• WHAT THE TASK ASKS:
Update the lines starting at the one containing "Task: annotate each instance of the bench" and ending at the one containing "x=357 y=165" by replacing "bare tree" with "leafless tree", leaving everything else unchanged. Output only those lines.

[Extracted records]
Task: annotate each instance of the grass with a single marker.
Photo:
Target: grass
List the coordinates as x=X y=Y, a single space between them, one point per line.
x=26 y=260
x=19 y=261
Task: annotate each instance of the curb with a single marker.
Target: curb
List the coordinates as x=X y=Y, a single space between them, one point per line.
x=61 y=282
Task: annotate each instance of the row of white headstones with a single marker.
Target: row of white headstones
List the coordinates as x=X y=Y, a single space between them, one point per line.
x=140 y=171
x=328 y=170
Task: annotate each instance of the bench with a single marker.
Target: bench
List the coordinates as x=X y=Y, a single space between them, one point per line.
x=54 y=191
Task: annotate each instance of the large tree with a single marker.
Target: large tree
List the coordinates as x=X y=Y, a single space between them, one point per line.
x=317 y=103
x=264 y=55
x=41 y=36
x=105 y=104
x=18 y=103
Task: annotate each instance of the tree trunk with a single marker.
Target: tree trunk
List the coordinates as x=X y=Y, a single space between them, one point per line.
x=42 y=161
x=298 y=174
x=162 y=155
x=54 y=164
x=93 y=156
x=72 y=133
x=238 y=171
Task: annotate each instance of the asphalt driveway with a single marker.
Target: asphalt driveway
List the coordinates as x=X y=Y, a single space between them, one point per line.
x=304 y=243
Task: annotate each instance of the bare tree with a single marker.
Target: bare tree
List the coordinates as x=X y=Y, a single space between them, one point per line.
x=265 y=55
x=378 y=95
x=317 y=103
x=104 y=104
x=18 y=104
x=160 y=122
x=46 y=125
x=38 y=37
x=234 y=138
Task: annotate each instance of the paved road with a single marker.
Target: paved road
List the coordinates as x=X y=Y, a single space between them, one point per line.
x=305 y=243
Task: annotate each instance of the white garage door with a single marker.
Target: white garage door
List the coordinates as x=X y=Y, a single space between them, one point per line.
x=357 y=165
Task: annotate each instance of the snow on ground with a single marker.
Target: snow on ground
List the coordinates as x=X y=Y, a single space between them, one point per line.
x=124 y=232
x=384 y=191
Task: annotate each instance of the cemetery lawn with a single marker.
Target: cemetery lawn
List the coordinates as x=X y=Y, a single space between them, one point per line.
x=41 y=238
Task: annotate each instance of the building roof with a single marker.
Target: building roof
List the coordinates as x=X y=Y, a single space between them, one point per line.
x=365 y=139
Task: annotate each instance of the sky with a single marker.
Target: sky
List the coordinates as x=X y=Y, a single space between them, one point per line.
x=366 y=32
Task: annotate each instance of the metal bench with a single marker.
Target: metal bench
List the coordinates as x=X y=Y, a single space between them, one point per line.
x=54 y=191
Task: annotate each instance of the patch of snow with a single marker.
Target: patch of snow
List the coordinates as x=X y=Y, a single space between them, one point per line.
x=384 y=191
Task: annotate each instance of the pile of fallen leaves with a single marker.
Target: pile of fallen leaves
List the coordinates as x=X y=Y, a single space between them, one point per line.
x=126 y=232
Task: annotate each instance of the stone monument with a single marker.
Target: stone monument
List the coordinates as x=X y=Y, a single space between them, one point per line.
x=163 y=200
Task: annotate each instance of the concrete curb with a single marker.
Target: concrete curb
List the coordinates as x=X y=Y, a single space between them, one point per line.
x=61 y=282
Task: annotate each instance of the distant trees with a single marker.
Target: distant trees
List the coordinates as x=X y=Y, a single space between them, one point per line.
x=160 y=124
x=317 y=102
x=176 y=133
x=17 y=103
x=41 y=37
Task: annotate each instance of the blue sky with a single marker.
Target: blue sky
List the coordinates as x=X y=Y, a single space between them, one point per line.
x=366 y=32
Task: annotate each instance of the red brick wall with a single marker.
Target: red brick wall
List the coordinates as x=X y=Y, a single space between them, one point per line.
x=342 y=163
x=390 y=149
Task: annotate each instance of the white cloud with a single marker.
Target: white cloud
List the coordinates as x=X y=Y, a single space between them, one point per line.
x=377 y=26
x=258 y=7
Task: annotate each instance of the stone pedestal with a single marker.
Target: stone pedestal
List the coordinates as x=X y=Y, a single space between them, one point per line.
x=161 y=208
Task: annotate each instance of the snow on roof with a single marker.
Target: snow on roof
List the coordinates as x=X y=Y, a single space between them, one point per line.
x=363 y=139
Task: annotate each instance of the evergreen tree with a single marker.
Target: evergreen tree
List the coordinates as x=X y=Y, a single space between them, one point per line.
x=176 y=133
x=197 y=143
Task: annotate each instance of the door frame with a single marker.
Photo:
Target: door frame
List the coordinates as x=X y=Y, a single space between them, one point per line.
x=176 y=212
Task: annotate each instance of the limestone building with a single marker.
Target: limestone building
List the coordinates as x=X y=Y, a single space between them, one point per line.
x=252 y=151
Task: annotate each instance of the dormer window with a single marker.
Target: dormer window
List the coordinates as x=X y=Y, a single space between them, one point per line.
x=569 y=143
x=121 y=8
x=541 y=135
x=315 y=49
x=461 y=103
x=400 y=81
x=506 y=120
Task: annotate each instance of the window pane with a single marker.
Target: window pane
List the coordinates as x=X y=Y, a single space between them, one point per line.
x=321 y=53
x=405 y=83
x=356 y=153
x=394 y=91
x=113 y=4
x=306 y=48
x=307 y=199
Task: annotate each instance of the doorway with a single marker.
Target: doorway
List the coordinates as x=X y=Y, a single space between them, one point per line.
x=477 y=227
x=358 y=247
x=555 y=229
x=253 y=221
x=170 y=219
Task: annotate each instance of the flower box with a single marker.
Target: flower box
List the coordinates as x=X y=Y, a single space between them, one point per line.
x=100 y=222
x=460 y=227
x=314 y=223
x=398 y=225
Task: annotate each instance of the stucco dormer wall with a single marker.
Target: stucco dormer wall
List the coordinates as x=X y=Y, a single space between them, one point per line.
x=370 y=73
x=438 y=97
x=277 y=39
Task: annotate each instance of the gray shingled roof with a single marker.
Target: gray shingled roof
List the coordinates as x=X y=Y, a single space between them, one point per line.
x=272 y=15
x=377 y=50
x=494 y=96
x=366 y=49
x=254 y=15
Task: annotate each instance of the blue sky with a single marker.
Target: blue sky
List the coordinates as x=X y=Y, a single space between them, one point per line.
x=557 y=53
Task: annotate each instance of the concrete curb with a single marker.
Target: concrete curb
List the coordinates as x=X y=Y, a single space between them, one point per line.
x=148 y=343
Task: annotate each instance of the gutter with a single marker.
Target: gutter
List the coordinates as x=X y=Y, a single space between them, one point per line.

• EXPECTED ANSWER:
Task: annotate each instance of the bench with a single marker.
Target: bench
List the coordinates as x=X y=Y, a single space between them, one point per line.
x=54 y=191
Task: annotate each instance of the large tree with a single marker.
Target: large tree
List the coordinates as x=X y=Y, a single space between them, one point per line.
x=317 y=103
x=264 y=55
x=41 y=36
x=105 y=104
x=18 y=103
Task: annotate each instance of the tree trunk with a single marker.
Target: tree trunk
List the coordinates as x=X y=Y, a single space between them, one point per line.
x=42 y=161
x=298 y=174
x=162 y=155
x=54 y=164
x=93 y=156
x=72 y=133
x=238 y=171
Task: annotate each instance of the asphalt driveway with a single marker.
Target: asphalt driveway
List the coordinates as x=X y=Y, a single space between them, one point per line.
x=304 y=243
Task: annotate each instance of the leafless tree with a single marker.
Target: leafless tree
List the coordinates as x=X y=Y, a single space between them, one point per line.
x=265 y=55
x=378 y=95
x=317 y=103
x=104 y=104
x=18 y=104
x=160 y=122
x=46 y=125
x=38 y=37
x=234 y=138
Task: annotate each instance of the paved road with a single marker.
Target: paved road
List the coordinates as x=X y=Y, a single space between them, one point per line.
x=305 y=243
Task: annotate each instance of the white garage door with a single marker.
Target: white garage door
List the coordinates as x=X y=Y, a single space between them, one point per line.
x=357 y=165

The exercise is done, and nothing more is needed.